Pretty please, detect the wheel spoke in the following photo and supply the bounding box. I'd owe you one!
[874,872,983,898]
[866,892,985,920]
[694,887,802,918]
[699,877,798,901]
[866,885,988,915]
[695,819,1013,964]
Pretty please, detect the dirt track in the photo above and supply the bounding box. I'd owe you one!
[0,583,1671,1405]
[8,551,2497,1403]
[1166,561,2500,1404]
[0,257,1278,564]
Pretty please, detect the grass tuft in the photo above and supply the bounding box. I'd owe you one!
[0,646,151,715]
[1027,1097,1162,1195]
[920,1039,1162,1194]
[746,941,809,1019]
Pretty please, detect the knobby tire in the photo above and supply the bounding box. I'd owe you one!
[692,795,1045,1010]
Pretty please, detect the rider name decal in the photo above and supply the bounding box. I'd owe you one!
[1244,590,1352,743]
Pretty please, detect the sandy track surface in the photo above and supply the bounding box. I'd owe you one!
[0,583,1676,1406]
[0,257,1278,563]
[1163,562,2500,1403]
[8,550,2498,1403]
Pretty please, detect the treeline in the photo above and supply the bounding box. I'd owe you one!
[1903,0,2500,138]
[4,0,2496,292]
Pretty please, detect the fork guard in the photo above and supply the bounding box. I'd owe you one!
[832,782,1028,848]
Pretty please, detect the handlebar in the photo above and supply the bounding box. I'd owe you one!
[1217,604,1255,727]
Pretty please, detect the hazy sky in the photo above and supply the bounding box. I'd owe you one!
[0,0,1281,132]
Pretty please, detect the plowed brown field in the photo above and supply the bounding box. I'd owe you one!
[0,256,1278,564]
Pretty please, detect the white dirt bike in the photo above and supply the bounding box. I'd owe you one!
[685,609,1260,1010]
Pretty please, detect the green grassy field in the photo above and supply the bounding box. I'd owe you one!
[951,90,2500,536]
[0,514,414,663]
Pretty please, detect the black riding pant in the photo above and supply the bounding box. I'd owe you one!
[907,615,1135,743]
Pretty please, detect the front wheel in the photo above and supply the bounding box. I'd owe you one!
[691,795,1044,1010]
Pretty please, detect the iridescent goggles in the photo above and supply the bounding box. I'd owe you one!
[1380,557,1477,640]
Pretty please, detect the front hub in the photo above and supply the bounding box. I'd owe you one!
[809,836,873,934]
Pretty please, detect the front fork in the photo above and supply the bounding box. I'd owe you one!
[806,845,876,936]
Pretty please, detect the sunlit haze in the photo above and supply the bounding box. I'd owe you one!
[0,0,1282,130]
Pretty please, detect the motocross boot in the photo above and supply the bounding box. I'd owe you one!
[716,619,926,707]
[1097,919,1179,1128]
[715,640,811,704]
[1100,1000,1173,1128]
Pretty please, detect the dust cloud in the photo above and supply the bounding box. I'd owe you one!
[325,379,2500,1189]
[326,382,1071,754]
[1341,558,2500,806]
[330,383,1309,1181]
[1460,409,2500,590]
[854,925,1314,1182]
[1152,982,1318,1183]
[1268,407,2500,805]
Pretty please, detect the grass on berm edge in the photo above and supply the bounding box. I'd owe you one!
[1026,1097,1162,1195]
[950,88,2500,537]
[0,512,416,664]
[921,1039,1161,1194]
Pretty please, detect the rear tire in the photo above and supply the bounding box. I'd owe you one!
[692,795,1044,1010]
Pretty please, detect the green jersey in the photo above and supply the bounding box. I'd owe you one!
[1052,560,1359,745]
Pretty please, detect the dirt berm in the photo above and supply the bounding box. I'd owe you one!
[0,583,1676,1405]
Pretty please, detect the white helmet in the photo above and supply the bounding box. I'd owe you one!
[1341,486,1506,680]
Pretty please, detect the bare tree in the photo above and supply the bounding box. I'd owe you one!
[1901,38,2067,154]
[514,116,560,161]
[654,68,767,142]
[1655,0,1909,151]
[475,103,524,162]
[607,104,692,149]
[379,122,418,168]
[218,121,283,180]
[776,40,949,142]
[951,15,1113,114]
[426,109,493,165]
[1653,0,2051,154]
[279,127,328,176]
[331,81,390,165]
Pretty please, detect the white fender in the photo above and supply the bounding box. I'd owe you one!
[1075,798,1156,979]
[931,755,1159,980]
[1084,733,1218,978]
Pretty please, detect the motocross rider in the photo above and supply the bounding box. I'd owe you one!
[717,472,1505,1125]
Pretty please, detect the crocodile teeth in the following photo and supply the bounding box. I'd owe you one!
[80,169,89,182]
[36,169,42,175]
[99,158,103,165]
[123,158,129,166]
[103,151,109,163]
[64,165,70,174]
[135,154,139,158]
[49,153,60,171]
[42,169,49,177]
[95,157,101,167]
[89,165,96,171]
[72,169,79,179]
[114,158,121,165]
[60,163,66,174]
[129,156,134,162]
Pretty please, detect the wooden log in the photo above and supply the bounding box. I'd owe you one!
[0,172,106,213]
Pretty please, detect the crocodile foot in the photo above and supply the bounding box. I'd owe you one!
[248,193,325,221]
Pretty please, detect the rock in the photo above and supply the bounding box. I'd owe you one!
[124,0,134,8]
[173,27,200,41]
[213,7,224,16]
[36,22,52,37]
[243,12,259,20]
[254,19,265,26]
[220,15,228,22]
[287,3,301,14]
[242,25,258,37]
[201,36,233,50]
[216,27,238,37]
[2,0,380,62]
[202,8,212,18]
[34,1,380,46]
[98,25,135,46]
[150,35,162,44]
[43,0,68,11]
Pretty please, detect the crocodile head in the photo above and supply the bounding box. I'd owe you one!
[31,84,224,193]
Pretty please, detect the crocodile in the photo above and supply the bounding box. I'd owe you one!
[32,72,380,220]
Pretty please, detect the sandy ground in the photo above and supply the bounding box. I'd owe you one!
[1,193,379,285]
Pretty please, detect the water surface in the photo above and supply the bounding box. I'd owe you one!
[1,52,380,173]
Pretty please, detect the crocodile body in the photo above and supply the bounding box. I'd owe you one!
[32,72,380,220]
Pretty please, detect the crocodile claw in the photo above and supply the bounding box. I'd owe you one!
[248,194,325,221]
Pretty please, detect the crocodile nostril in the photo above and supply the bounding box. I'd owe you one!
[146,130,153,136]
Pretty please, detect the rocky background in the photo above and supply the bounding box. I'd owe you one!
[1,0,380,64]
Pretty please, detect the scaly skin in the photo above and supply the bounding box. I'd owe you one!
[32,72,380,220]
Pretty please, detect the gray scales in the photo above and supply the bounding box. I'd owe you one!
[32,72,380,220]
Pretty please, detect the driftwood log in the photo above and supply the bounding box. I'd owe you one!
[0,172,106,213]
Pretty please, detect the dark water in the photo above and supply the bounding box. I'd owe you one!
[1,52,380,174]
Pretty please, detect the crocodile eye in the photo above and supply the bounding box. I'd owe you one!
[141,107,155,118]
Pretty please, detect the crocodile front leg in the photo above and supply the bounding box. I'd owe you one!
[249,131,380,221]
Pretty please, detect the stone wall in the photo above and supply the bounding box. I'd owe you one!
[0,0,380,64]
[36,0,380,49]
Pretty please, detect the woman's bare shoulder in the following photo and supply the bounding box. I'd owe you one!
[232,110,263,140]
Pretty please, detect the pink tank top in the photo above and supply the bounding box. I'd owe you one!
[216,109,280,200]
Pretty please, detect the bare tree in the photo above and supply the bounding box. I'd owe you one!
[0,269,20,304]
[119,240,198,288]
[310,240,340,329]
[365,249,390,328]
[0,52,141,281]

####################

Exercise brief
Once you have read the records above, please copy them out exactly.

Response area
Pretty please, detect the wheel spoke in the following photo and supply the bounding box. I'd owe you one!
[874,872,983,898]
[866,892,985,920]
[694,887,802,918]
[699,877,798,901]
[866,885,988,915]
[695,819,1013,964]
Pretty please, detect the dirt track in the photo above and supply the bounding box. I'd owe you one!
[0,583,1671,1405]
[8,551,2497,1403]
[1166,561,2500,1404]
[0,257,1278,564]
Pretty please, detect the grass tuft in the photo above and supply the bounding box. I'd owe you one!
[0,646,151,715]
[1027,1097,1162,1195]
[920,1039,1162,1194]
[746,941,809,1019]
Pretty please, detect the knobby tire in the photo above and supply the bounding box. I'd owe you one!
[692,795,1045,1010]
Pretty please, detect the rider name decal in the photo above and supply the bounding box. I'd owe you one!
[1244,590,1352,743]
Pretty please, detect the sandy track surface in the photo above and supply the bounding box. I'd owe you one!
[0,583,1676,1406]
[0,257,1278,563]
[1163,562,2500,1403]
[8,550,2498,1403]
Pretty please, detect the treeline in the photo above and supply the bounding box. I'd owe you one!
[1903,0,2500,138]
[4,0,2496,292]
Pretty please, detect the fork guard in the photo above and supply the bounding box. I'd owe you one!
[832,782,1028,848]
Pretty please, detect the handlebar in the photo above and supply the bounding box. I'd owe you one!
[1217,604,1255,727]
Pretty please, detect the hazy sky in the photo above and supply the bounding box. I'd owe you one!
[0,0,1281,132]
Pretty please, detect the plowed brown field in the photo above and supply the bounding box. I'd owe you one!
[0,256,1278,564]
Pretty please, detect the white dirt bike in the photo above and supply the bounding box. I'd owe you one!
[685,609,1260,1010]
Pretty please, detect the green grassy field in the photo above and supply the bounding box. I'd owe you one!
[951,90,2500,536]
[0,514,414,663]
Pretty please, detect the black riding pant in the photo above and supply the bounding box. I'd owe you one!
[907,615,1135,743]
Pretty please, detect the front wheel in the photo above and supply the bounding box. I'd owe you one!
[691,795,1044,1010]
Pretty please, detect the iridescent goggles in the photo above and supply the bounding box. I'd owe you one!
[1380,557,1477,640]
Pretty please, detect the front hub in the photo above and supply the bounding box. I'd owe you one!
[809,836,873,934]
Pretty please, detect the front fork in the photo above and supply the bounding box. I'd owe you one!
[806,845,876,936]
Pretty please, detect the sunlit haze in the photo above and supply the bounding box. I'd owe you one!
[0,0,1282,130]
Pretty please, detect the motocross boot in the photo above and supply the bounding box. I'd owe you one!
[716,619,926,707]
[1097,919,1179,1128]
[715,640,811,704]
[1100,1000,1173,1128]
Pretty please, detect the dust cloud in the photo above and supply the bounding box. I'd owe you one!
[325,379,2500,1189]
[326,382,1071,754]
[1341,558,2500,806]
[330,383,1309,1181]
[1460,409,2500,590]
[854,925,1314,1182]
[1152,982,1318,1183]
[1268,407,2500,805]
Pretty please, detect the grass on berm edge in the photo above and supply the bounding box. I'd owe you one!
[1026,1097,1162,1195]
[950,88,2500,537]
[0,512,416,664]
[921,1039,1161,1194]
Pretty please, detect the rear tire in the photo above and supply the bounding box. I'd owe you one!
[692,795,1044,1010]
Pretty please, detect the green jersey in the photo above and supply the bounding box. I'd owe you one!
[1052,560,1359,745]
Pretty please, detect the dirt berm in the photo above and supply the bounding box. I'd owe you one!
[0,583,1676,1405]
Pretty please, detect the white helmet in the photo above and supply the bounding box. I'd owe you one!
[1341,486,1506,680]
Pretty please, detect the bare tree in the photo above and supply the bounding box. I'd owe you one!
[1901,38,2067,154]
[514,116,560,161]
[654,68,767,142]
[1655,0,1909,151]
[475,103,524,162]
[607,104,692,149]
[379,122,418,168]
[218,121,283,180]
[776,40,949,142]
[951,15,1113,114]
[426,109,493,165]
[1653,0,2051,154]
[279,127,328,176]
[331,81,390,165]
Pretty please, detect the white fender in the photo above and supply the bounding box. I'd owe you one!
[1075,798,1156,979]
[931,755,1159,980]
[1084,733,1218,978]
Pretty please, detect the motocross rider in the photo above and supply the bounding box. I'd owe you one!
[717,472,1505,1125]
Pretty please, detect the crocodile teeth in the following photo and supply the bounding box. I'd owe you one!
[80,169,89,182]
[36,169,42,175]
[99,158,103,165]
[123,158,129,166]
[103,151,109,163]
[64,165,70,174]
[135,154,139,158]
[49,153,60,171]
[42,169,49,177]
[95,157,101,167]
[89,165,96,171]
[72,169,79,179]
[114,158,121,165]
[60,163,66,174]
[129,156,134,162]
Pretty please, detect the wooden log in the photo above and supply the bounding box. I'd owe you one!
[0,172,106,213]
Pretty please, detect the crocodile foot in the photo above and supply the bounding box. I'd owe you one!
[248,193,325,221]
Pretty please, detect the rock in the photo above and supply the bounding box. I'd owe you one!
[124,0,134,8]
[173,27,200,41]
[213,7,224,16]
[36,22,52,37]
[243,12,259,20]
[254,19,265,26]
[220,15,228,22]
[287,3,301,14]
[242,25,258,37]
[201,36,233,50]
[216,27,238,37]
[2,0,380,62]
[202,8,212,18]
[34,1,380,46]
[98,25,135,46]
[150,35,162,44]
[43,0,68,11]
Pretty please, detect the crocodile head in the photo above and supply the bounding box. I'd owe you one!
[31,84,224,193]
Pretty please, detect the crocodile in the photo above and supply the bounding box. I'd owe you one!
[32,72,380,220]
Pretty please, detect the sandy ground in the photo above and supply the bounding box. I'd owe you one!
[1,193,379,285]
Pretty please, detect the water surface in the photo above and supply the bounding box. I'd owe you one!
[1,52,380,173]
Pretty please, detect the crocodile body in the photo above and supply the bounding box. I'd owe you one!
[32,72,380,220]
Pretty please, detect the crocodile claw in the photo above and supply the bounding box. I'd owe you one!
[248,194,325,221]
Pretty please, detect the crocodile nostril in the photo above and supply the bounding box. I'd owe you one!
[146,130,153,136]
Pretty please, detect the rocky background in the photo above and supply the bounding box. I'd owe you one!
[1,0,380,64]
Pretty please, detect the scaly skin in the photo above and supply the bounding box. I'd owe you one!
[32,72,380,220]
Pretty please, detect the gray scales in the photo above and supply the bounding box. I'd owe you one!
[32,72,380,220]
Pretty please, detect the driftwood log in the photo above and supply the bounding box. I'd owe you one!
[0,172,106,213]
Pretty please, detect the dark water in the photo above and supply the bounding box. I'd owe you one!
[1,52,380,174]
Pretty please, detect the crocodile eye in the photo above and supply the bounding box. I'd owe you one!
[141,107,155,118]
Pretty please, detect the crocodile front leg in the photo above and supply the bounding box. I'd owe you one!
[249,131,380,221]
Pretty please, detect the stone wall in the photo above and supply the bounding box. I'd owe you one!
[0,0,380,64]
[36,0,380,49]
Pretty please, detect the woman's bare shoulder in the following photo and supply the bounding box. I'd owe you one!
[232,110,263,140]
Pretty please, detect the pink tank top in the photo above and supply the bounding box. I'd owe you one!
[216,109,280,200]
Pretty please, detect the bare tree in the photo above and supply the bounding box. I'd owe you one!
[0,269,20,304]
[119,240,198,288]
[310,240,340,329]
[365,249,390,328]
[0,52,141,281]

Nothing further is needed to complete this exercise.